Rows from a dataset:
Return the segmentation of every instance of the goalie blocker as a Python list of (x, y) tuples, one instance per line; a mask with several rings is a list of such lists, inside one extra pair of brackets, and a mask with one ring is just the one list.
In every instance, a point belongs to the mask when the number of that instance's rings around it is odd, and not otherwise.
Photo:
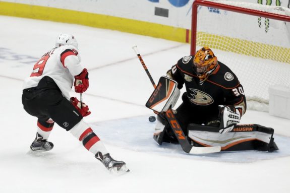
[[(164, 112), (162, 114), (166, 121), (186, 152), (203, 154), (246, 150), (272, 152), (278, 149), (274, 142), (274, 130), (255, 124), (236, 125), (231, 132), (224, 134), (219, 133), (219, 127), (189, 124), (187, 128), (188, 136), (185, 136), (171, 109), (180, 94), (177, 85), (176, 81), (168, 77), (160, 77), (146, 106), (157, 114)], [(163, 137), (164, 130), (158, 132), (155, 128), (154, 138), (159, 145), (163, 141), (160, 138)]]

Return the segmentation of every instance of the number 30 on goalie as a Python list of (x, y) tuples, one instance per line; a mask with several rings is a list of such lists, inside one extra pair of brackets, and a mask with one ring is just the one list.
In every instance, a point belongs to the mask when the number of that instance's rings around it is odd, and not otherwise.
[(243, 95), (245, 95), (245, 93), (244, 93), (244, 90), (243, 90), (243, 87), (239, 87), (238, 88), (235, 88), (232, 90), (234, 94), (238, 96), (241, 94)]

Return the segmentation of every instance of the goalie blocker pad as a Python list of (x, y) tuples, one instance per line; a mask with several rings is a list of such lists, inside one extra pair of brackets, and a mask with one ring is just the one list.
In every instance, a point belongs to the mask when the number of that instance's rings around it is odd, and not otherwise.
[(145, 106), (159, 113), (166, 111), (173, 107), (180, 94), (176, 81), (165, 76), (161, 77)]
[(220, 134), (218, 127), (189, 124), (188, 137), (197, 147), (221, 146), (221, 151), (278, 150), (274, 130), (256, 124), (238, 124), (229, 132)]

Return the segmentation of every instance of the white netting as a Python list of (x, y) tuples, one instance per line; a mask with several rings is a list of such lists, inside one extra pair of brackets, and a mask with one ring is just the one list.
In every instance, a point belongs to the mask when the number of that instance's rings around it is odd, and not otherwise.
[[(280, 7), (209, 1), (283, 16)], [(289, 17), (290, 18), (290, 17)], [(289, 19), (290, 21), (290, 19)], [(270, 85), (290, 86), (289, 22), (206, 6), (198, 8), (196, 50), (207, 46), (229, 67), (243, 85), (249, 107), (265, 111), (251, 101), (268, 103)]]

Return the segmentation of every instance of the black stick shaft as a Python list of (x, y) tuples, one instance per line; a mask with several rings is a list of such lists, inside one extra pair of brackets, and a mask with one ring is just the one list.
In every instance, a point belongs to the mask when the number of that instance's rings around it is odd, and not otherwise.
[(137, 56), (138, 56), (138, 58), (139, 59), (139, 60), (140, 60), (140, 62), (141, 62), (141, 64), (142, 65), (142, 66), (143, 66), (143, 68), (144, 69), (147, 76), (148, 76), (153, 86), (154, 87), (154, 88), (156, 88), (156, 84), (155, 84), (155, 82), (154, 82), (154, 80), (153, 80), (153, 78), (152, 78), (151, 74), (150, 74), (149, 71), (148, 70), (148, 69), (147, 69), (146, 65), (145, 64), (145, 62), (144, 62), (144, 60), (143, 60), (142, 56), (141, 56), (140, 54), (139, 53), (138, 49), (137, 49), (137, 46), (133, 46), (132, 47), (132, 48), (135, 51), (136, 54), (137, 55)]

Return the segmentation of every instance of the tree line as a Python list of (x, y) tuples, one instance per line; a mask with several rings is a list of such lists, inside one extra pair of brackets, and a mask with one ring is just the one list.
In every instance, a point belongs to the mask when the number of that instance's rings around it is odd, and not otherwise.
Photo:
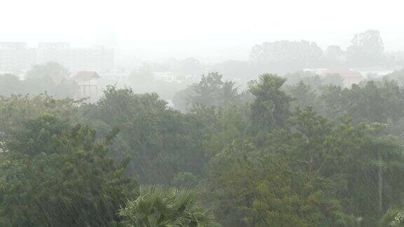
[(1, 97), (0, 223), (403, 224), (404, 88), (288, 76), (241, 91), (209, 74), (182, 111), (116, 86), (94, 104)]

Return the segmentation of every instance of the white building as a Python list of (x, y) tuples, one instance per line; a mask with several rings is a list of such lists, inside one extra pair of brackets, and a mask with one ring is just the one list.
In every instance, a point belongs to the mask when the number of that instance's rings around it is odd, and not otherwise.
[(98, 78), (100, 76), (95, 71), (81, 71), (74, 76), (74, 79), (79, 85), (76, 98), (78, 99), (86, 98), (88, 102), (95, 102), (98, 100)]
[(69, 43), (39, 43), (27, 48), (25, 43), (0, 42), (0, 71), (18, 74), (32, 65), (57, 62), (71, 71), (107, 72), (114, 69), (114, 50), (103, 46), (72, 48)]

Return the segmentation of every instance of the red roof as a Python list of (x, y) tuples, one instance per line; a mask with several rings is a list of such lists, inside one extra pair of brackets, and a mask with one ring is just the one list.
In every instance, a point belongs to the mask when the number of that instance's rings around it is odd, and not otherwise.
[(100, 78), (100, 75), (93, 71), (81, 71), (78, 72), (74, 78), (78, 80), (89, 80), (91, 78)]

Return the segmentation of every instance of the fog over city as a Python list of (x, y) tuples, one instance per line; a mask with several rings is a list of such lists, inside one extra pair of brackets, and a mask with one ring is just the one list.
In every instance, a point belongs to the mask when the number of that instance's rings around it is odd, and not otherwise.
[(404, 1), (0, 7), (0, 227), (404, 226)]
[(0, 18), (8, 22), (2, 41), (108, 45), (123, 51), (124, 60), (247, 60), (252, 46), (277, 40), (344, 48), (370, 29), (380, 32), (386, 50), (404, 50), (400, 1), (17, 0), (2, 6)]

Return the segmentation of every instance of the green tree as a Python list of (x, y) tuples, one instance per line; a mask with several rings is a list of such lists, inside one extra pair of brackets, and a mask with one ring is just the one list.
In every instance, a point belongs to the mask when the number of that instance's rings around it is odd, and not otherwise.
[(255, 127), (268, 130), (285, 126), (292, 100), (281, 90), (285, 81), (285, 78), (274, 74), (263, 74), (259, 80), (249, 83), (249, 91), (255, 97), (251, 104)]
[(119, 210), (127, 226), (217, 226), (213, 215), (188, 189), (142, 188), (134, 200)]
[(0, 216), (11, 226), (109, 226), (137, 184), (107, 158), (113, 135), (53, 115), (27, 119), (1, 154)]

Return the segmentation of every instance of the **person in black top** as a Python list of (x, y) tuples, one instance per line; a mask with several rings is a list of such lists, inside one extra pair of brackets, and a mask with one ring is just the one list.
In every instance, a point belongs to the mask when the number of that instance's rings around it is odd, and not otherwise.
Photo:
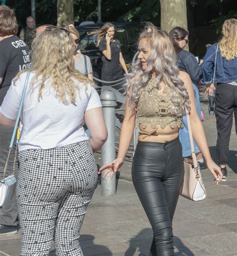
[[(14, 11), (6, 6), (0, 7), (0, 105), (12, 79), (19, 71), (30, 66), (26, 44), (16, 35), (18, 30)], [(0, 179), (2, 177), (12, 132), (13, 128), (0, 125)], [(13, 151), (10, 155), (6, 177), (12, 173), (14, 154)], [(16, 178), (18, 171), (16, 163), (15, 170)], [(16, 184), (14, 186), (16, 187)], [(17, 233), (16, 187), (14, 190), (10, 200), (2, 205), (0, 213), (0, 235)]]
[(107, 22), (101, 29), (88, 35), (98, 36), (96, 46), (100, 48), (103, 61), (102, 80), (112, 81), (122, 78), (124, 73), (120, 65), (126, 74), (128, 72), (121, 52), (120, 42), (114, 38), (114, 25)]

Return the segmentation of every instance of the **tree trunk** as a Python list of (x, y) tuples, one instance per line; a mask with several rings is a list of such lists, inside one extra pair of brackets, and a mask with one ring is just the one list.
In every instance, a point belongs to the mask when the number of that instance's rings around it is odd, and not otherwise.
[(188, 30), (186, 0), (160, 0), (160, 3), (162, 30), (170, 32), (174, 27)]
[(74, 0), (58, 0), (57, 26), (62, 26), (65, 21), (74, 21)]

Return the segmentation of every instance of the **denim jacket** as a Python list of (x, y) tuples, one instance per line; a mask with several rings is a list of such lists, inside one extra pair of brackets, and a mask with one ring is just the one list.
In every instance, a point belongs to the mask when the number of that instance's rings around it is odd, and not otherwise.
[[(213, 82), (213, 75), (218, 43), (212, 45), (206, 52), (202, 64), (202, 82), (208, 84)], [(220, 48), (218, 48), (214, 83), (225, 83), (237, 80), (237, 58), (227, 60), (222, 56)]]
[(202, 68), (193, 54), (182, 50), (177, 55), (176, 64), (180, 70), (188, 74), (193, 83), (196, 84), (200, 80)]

* * *

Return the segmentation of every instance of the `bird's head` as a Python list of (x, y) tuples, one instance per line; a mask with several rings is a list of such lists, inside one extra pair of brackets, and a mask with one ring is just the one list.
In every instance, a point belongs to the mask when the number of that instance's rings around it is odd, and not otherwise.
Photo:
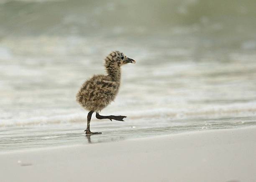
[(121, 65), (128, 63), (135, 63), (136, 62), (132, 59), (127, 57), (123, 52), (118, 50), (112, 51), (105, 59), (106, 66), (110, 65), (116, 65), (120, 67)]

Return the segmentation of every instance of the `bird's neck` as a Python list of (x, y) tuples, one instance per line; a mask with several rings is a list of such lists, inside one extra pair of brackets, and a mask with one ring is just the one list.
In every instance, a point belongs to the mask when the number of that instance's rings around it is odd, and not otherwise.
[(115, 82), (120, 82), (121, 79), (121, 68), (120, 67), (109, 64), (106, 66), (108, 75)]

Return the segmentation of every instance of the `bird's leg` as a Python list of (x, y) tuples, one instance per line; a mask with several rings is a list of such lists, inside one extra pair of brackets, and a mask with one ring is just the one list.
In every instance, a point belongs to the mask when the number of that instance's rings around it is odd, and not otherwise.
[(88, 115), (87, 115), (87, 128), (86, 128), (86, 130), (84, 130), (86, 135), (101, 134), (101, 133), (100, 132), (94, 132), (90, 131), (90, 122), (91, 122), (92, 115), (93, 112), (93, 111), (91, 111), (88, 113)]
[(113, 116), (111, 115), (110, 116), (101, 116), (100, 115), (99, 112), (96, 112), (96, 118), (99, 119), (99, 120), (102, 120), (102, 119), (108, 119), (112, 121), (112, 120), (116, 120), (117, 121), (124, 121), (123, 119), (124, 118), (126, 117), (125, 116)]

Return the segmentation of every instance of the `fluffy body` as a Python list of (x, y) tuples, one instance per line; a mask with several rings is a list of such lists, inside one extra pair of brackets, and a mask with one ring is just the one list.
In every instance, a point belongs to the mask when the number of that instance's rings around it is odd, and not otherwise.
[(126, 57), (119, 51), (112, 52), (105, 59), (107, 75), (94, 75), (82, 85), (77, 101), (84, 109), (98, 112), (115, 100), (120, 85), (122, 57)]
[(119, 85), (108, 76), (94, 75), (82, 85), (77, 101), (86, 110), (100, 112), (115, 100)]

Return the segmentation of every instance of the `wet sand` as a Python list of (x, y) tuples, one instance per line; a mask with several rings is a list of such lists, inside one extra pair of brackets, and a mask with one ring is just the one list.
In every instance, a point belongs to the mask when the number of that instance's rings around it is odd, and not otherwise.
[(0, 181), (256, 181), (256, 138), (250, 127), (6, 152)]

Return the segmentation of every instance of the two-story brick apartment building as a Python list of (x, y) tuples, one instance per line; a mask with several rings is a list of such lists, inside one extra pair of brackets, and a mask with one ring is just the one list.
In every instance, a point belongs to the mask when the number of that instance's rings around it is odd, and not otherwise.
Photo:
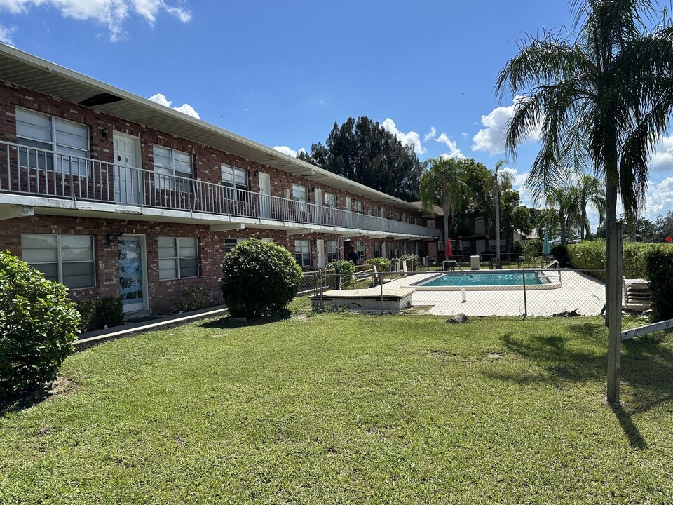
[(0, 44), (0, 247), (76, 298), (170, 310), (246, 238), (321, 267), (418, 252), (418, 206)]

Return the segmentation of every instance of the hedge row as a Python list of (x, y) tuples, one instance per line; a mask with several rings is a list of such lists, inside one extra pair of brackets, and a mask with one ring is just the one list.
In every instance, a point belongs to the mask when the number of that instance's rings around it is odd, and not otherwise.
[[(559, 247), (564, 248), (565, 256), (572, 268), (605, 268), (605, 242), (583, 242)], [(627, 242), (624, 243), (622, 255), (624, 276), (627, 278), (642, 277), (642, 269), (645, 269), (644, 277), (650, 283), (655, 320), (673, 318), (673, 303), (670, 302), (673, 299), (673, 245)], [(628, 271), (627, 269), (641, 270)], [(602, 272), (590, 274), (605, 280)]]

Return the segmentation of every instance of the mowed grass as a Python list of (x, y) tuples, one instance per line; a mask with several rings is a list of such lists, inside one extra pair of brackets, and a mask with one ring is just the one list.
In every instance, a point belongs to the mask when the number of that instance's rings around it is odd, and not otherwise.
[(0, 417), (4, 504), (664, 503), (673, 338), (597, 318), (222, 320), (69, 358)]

--

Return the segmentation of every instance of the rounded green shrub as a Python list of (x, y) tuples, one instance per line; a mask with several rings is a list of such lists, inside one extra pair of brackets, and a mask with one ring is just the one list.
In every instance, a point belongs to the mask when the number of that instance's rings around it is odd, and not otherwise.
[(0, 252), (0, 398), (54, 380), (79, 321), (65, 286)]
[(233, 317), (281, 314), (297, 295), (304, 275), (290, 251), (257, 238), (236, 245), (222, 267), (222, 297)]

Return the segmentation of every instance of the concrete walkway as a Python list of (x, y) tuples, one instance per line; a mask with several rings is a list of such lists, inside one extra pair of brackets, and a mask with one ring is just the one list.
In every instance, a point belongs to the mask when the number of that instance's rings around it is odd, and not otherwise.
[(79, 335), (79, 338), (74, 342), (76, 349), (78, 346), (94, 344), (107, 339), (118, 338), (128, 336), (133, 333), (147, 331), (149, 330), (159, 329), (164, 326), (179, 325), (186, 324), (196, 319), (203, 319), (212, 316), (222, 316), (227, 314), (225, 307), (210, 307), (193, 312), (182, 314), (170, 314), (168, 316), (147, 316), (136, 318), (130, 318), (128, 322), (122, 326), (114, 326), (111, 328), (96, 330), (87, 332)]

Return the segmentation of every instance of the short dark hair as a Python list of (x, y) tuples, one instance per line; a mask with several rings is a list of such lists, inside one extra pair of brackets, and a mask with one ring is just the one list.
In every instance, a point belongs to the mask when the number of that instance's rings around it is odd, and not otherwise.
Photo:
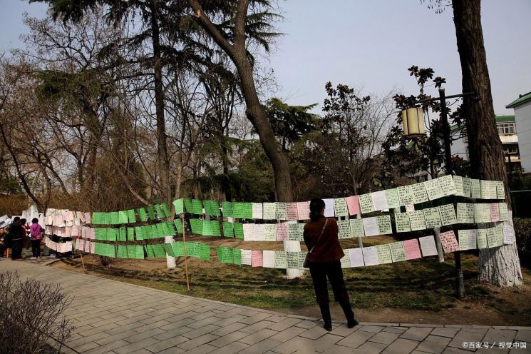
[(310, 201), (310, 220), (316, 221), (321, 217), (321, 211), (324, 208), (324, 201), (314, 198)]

Stated problem:
Rewrite the part of the listing that opens with the line containing "Return the segmentation of every instance of the white netting" and closes with the line containing "101), (268, 103)]]", keeping every line. Shift each x and y coordinate in the point lists up by 44, and leave all other text unchanged.

Output below:
Return the segmentation of every instance of the white netting as a Python list of (x, y) tuples, one instance per line; a mask with several rings is a list of such lists, inside one extra pair of brackets, and a mask with one ring is just the one list.
In every instance, a point belongs to the mask when the number of that instance's rings around it is odd, and not otherwise.
[[(324, 51), (253, 45), (327, 60)], [(333, 61), (334, 62), (334, 61)], [(333, 63), (334, 65), (334, 63)], [(314, 129), (334, 130), (333, 66), (250, 50), (242, 52), (240, 94), (251, 90), (273, 111), (287, 129), (293, 151), (309, 155), (295, 145), (312, 147)]]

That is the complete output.